#### WHAT IS REQUIRED:
In the Louvain documentation, what does the algorithm initially assign to each node of the graph?

PGX 20.1.1
Documentation

Louvain

Category community detection

Algorithm ID pgx_builtin_c4_louvain

Time Complexity O(E * k) with E = number of edges, k <= maximum number of iterations

Space Requirement O(8 * V + E) with V = number of vertices

Javadoc


Louvain is an algorithm for community detection in large graphs which uses the graph's modularity. Initially it assigns a different community to each node of the graph. It then iterates over the nodes and evaluates for each node the modularity gain obtained by removing the node from its community and placing it in the community of one of its neigbours. The node is placed in the community for which the modularity gain is maximum. This process is repeated for all nodes until no improvement is possible, i.e until no new assignement of a node to a different community can improve the graph's modularity.

Signature

Input Argument Type Comment
G graph
weight edgeProp weights of the edges of the graph.
max_iter int maximum number of iterations that will be performed during each pass.
nbr_pass int number of passes that will be performed.
tol double maximum tolerated error value. The algorithm will stop once the graph's total modularity gain becomes smaller than this value.
Output Argument Type Comment
communityId vertexProp the community ID assigned to each node.

Code

/*
 * Copyright (C) 2013 - 2020 Oracle and/or its affiliates. All rights reserved.

#### MATERIAL:
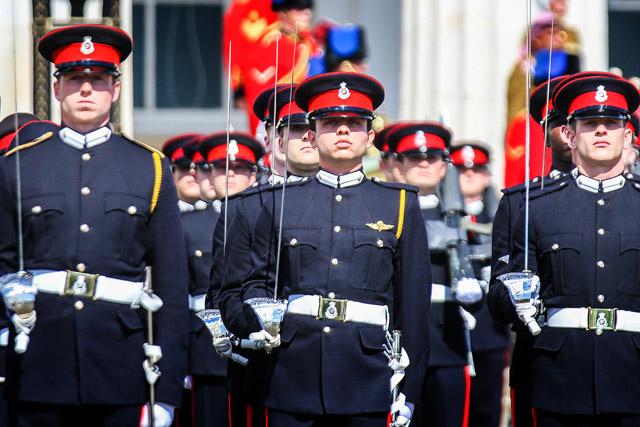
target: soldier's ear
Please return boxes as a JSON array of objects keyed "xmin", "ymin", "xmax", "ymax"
[
  {"xmin": 624, "ymin": 127, "xmax": 633, "ymax": 148},
  {"xmin": 53, "ymin": 79, "xmax": 62, "ymax": 102},
  {"xmin": 111, "ymin": 79, "xmax": 122, "ymax": 102},
  {"xmin": 308, "ymin": 129, "xmax": 318, "ymax": 149},
  {"xmin": 560, "ymin": 125, "xmax": 576, "ymax": 150}
]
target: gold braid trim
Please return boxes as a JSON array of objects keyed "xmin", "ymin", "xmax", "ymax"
[
  {"xmin": 4, "ymin": 131, "xmax": 53, "ymax": 157},
  {"xmin": 149, "ymin": 151, "xmax": 162, "ymax": 213},
  {"xmin": 396, "ymin": 188, "xmax": 407, "ymax": 239}
]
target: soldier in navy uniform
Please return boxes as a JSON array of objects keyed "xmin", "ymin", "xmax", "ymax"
[
  {"xmin": 500, "ymin": 74, "xmax": 640, "ymax": 427},
  {"xmin": 196, "ymin": 132, "xmax": 264, "ymax": 426},
  {"xmin": 387, "ymin": 122, "xmax": 483, "ymax": 426},
  {"xmin": 487, "ymin": 73, "xmax": 588, "ymax": 427},
  {"xmin": 451, "ymin": 142, "xmax": 509, "ymax": 427},
  {"xmin": 223, "ymin": 73, "xmax": 431, "ymax": 426},
  {"xmin": 218, "ymin": 85, "xmax": 318, "ymax": 426},
  {"xmin": 0, "ymin": 25, "xmax": 189, "ymax": 426},
  {"xmin": 162, "ymin": 133, "xmax": 228, "ymax": 426}
]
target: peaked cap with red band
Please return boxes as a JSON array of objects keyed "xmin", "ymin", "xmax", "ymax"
[
  {"xmin": 554, "ymin": 76, "xmax": 640, "ymax": 120},
  {"xmin": 550, "ymin": 71, "xmax": 622, "ymax": 105},
  {"xmin": 451, "ymin": 144, "xmax": 489, "ymax": 169},
  {"xmin": 269, "ymin": 84, "xmax": 309, "ymax": 127},
  {"xmin": 38, "ymin": 24, "xmax": 133, "ymax": 74},
  {"xmin": 162, "ymin": 133, "xmax": 201, "ymax": 165},
  {"xmin": 200, "ymin": 132, "xmax": 264, "ymax": 165},
  {"xmin": 387, "ymin": 122, "xmax": 452, "ymax": 157},
  {"xmin": 253, "ymin": 84, "xmax": 289, "ymax": 126},
  {"xmin": 295, "ymin": 72, "xmax": 384, "ymax": 121},
  {"xmin": 529, "ymin": 76, "xmax": 567, "ymax": 124},
  {"xmin": 373, "ymin": 123, "xmax": 399, "ymax": 154}
]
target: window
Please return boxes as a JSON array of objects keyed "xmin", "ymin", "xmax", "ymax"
[{"xmin": 133, "ymin": 0, "xmax": 246, "ymax": 136}]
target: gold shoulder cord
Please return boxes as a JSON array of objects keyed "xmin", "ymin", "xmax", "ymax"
[
  {"xmin": 149, "ymin": 151, "xmax": 162, "ymax": 213},
  {"xmin": 4, "ymin": 131, "xmax": 53, "ymax": 157},
  {"xmin": 396, "ymin": 189, "xmax": 406, "ymax": 239}
]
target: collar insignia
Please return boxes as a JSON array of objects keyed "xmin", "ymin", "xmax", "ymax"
[{"xmin": 367, "ymin": 221, "xmax": 393, "ymax": 231}]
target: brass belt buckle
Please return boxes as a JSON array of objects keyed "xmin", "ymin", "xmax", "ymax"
[
  {"xmin": 64, "ymin": 270, "xmax": 99, "ymax": 298},
  {"xmin": 317, "ymin": 297, "xmax": 347, "ymax": 322},
  {"xmin": 587, "ymin": 307, "xmax": 618, "ymax": 335}
]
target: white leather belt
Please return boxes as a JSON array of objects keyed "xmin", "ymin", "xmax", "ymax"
[
  {"xmin": 189, "ymin": 294, "xmax": 207, "ymax": 313},
  {"xmin": 547, "ymin": 307, "xmax": 640, "ymax": 334},
  {"xmin": 33, "ymin": 271, "xmax": 162, "ymax": 311},
  {"xmin": 431, "ymin": 283, "xmax": 454, "ymax": 302},
  {"xmin": 287, "ymin": 295, "xmax": 389, "ymax": 330}
]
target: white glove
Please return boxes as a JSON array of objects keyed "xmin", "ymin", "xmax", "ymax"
[
  {"xmin": 455, "ymin": 277, "xmax": 482, "ymax": 304},
  {"xmin": 213, "ymin": 337, "xmax": 232, "ymax": 359},
  {"xmin": 396, "ymin": 402, "xmax": 413, "ymax": 426},
  {"xmin": 249, "ymin": 329, "xmax": 280, "ymax": 351},
  {"xmin": 515, "ymin": 298, "xmax": 540, "ymax": 335},
  {"xmin": 140, "ymin": 402, "xmax": 175, "ymax": 427},
  {"xmin": 182, "ymin": 375, "xmax": 193, "ymax": 390}
]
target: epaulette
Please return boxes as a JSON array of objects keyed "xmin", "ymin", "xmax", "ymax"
[
  {"xmin": 371, "ymin": 177, "xmax": 420, "ymax": 193},
  {"xmin": 529, "ymin": 174, "xmax": 573, "ymax": 200},
  {"xmin": 4, "ymin": 131, "xmax": 53, "ymax": 157},
  {"xmin": 120, "ymin": 133, "xmax": 164, "ymax": 159},
  {"xmin": 624, "ymin": 173, "xmax": 640, "ymax": 191},
  {"xmin": 501, "ymin": 173, "xmax": 567, "ymax": 196}
]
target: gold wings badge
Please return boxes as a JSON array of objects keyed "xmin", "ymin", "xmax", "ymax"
[{"xmin": 367, "ymin": 221, "xmax": 393, "ymax": 231}]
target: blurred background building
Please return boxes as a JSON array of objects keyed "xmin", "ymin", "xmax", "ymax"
[{"xmin": 0, "ymin": 0, "xmax": 640, "ymax": 185}]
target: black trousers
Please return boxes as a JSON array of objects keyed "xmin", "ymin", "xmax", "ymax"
[
  {"xmin": 469, "ymin": 350, "xmax": 505, "ymax": 427},
  {"xmin": 411, "ymin": 366, "xmax": 471, "ymax": 427},
  {"xmin": 267, "ymin": 409, "xmax": 389, "ymax": 427},
  {"xmin": 191, "ymin": 375, "xmax": 229, "ymax": 427},
  {"xmin": 9, "ymin": 402, "xmax": 142, "ymax": 427},
  {"xmin": 511, "ymin": 387, "xmax": 536, "ymax": 427},
  {"xmin": 536, "ymin": 410, "xmax": 640, "ymax": 427}
]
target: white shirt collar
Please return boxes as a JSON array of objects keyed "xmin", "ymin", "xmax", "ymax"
[
  {"xmin": 316, "ymin": 169, "xmax": 365, "ymax": 188},
  {"xmin": 549, "ymin": 169, "xmax": 562, "ymax": 178},
  {"xmin": 193, "ymin": 200, "xmax": 209, "ymax": 211},
  {"xmin": 58, "ymin": 126, "xmax": 111, "ymax": 150},
  {"xmin": 418, "ymin": 194, "xmax": 440, "ymax": 210},
  {"xmin": 571, "ymin": 168, "xmax": 627, "ymax": 193},
  {"xmin": 178, "ymin": 200, "xmax": 195, "ymax": 213},
  {"xmin": 211, "ymin": 199, "xmax": 222, "ymax": 213},
  {"xmin": 267, "ymin": 173, "xmax": 308, "ymax": 185},
  {"xmin": 464, "ymin": 200, "xmax": 484, "ymax": 215}
]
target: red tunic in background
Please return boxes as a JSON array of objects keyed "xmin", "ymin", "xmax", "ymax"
[{"xmin": 504, "ymin": 112, "xmax": 551, "ymax": 187}]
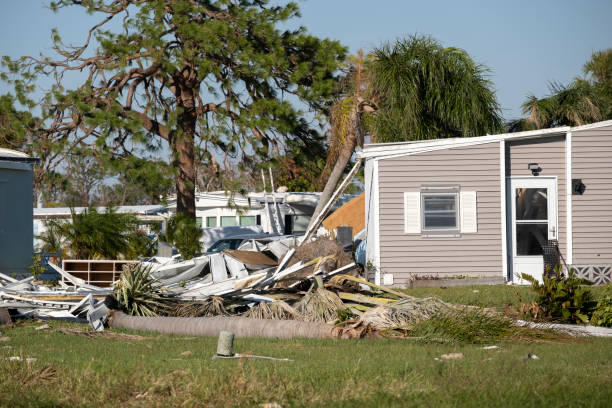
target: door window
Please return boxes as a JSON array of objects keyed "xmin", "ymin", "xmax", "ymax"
[{"xmin": 515, "ymin": 188, "xmax": 548, "ymax": 255}]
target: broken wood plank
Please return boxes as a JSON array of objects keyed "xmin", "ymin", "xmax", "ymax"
[{"xmin": 210, "ymin": 254, "xmax": 229, "ymax": 283}]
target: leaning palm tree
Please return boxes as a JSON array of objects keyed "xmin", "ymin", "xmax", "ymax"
[
  {"xmin": 508, "ymin": 48, "xmax": 612, "ymax": 132},
  {"xmin": 311, "ymin": 36, "xmax": 502, "ymax": 222}
]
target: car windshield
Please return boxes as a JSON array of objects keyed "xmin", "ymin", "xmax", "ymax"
[{"xmin": 208, "ymin": 238, "xmax": 243, "ymax": 252}]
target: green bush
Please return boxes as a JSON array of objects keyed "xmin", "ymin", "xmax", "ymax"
[
  {"xmin": 38, "ymin": 206, "xmax": 151, "ymax": 259},
  {"xmin": 111, "ymin": 264, "xmax": 174, "ymax": 316},
  {"xmin": 522, "ymin": 267, "xmax": 596, "ymax": 323},
  {"xmin": 591, "ymin": 284, "xmax": 612, "ymax": 327},
  {"xmin": 165, "ymin": 214, "xmax": 202, "ymax": 259}
]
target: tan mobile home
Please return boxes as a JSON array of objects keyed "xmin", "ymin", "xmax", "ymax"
[{"xmin": 359, "ymin": 121, "xmax": 612, "ymax": 286}]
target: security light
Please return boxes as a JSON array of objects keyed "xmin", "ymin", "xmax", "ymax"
[{"xmin": 527, "ymin": 163, "xmax": 542, "ymax": 176}]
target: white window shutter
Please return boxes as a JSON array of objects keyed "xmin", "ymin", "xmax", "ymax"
[
  {"xmin": 459, "ymin": 191, "xmax": 478, "ymax": 234},
  {"xmin": 404, "ymin": 191, "xmax": 421, "ymax": 234}
]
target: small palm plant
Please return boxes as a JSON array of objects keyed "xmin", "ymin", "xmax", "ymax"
[{"xmin": 112, "ymin": 264, "xmax": 175, "ymax": 316}]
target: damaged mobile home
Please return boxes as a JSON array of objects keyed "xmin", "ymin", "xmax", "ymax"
[{"xmin": 359, "ymin": 121, "xmax": 612, "ymax": 286}]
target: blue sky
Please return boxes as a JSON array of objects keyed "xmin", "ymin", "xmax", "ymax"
[{"xmin": 0, "ymin": 0, "xmax": 612, "ymax": 119}]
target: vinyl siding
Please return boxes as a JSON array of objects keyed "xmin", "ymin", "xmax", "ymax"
[
  {"xmin": 572, "ymin": 126, "xmax": 612, "ymax": 265},
  {"xmin": 506, "ymin": 136, "xmax": 567, "ymax": 257},
  {"xmin": 379, "ymin": 142, "xmax": 502, "ymax": 285}
]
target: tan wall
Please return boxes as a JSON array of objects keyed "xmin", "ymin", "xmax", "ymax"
[
  {"xmin": 506, "ymin": 136, "xmax": 567, "ymax": 256},
  {"xmin": 323, "ymin": 193, "xmax": 365, "ymax": 235},
  {"xmin": 572, "ymin": 126, "xmax": 612, "ymax": 264},
  {"xmin": 379, "ymin": 142, "xmax": 502, "ymax": 285}
]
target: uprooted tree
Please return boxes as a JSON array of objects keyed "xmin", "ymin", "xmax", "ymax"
[
  {"xmin": 311, "ymin": 36, "xmax": 502, "ymax": 223},
  {"xmin": 4, "ymin": 0, "xmax": 344, "ymax": 218}
]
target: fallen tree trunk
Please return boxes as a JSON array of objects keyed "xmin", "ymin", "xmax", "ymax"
[{"xmin": 109, "ymin": 311, "xmax": 338, "ymax": 339}]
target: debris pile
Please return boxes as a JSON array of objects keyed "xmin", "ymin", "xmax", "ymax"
[{"xmin": 0, "ymin": 231, "xmax": 462, "ymax": 337}]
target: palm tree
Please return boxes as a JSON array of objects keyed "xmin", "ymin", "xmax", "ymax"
[
  {"xmin": 508, "ymin": 48, "xmax": 612, "ymax": 131},
  {"xmin": 311, "ymin": 36, "xmax": 502, "ymax": 226},
  {"xmin": 38, "ymin": 206, "xmax": 147, "ymax": 259}
]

#### ANSWER TO THIS PROBLEM:
It assigns a different community to each node.